The problem
Each record below should be written out again exactly.

[Stored data]
************
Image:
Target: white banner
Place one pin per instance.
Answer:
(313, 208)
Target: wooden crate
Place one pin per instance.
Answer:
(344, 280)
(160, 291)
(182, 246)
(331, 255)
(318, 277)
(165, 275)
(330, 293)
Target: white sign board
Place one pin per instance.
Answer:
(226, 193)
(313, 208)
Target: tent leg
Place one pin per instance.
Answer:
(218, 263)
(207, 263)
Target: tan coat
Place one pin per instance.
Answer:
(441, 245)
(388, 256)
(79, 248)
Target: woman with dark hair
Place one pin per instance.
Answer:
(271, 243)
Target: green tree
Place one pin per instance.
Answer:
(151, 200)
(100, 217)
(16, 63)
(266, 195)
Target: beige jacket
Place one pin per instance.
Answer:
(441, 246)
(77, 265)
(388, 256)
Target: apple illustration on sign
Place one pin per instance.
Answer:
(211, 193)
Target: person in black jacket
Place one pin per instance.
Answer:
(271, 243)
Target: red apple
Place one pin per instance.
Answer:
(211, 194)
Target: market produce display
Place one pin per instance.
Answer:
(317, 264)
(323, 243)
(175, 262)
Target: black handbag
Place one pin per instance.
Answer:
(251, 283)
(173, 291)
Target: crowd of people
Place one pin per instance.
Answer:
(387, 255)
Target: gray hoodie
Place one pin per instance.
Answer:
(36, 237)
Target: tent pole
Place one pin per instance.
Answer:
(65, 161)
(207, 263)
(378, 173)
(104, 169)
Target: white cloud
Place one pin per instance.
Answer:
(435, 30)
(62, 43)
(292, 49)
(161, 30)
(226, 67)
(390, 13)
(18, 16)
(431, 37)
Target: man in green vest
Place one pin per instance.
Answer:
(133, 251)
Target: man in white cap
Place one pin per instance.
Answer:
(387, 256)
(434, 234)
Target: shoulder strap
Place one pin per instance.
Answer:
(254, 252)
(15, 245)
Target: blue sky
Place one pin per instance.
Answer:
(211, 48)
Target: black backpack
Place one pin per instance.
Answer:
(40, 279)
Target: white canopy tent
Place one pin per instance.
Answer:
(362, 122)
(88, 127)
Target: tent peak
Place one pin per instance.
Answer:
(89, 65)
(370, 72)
************
Answer below
Image:
Target: white banner
Place one pin per instance.
Answer:
(313, 208)
Target: wooden crate
Place one pin per instance.
Answer:
(344, 280)
(160, 291)
(182, 246)
(331, 255)
(318, 277)
(165, 275)
(330, 293)
Target: white sign board
Place one pin per instance.
Answer:
(226, 193)
(313, 208)
Target: tent leg
Place one pin per instance.
Answer:
(218, 263)
(207, 263)
Target: tan coat
Place one pin per instance.
Answer:
(441, 245)
(388, 256)
(79, 248)
Target: woman with dark hair
Place one pin per instance.
Answer:
(271, 243)
Target: green tree
Place one pin per instance.
Answer:
(151, 200)
(100, 217)
(16, 63)
(266, 195)
Target: beige jacket
Place one pin per instance.
Answer:
(441, 246)
(77, 265)
(388, 256)
Target: apple illustration on sign
Place one pin per instance.
Answer:
(211, 193)
Target: person in black jacket
Place one pin per instance.
Answer:
(271, 243)
Target: red apple
Place one pin per instance.
Answer:
(211, 194)
Target: market produce display
Place one pin per instance.
Answer:
(317, 264)
(323, 243)
(175, 262)
Target: black handbag
Place one pin per instance.
Answer:
(251, 283)
(173, 291)
Target: crowd of people
Place one pin per instance.
Answer:
(387, 255)
Target: gray hoodie
Place one pin per instance.
Answer:
(36, 237)
Target: tent pole
Place one pin per instance.
Answer:
(65, 161)
(207, 263)
(378, 173)
(104, 169)
Target: white cloud
Place one pin per instance.
Answer:
(435, 30)
(62, 43)
(292, 49)
(161, 30)
(226, 67)
(390, 13)
(18, 16)
(431, 37)
Target: man in green vest
Place one pin per instance.
Answer:
(133, 251)
Target: man in white cap
Place one pin per instance.
Answer:
(387, 256)
(434, 234)
Target: shoulder strap
Place one pin per instance.
Answer:
(254, 252)
(15, 245)
Target: blue sky
Place one pin per instance.
Answer:
(211, 48)
Target: black backpack
Place one pin per instance.
Answer:
(40, 279)
Target: white canopy tent
Place one pin per instance.
Answer:
(362, 122)
(88, 127)
Target: tent peak
Place one pin per instance.
Answer:
(89, 65)
(370, 72)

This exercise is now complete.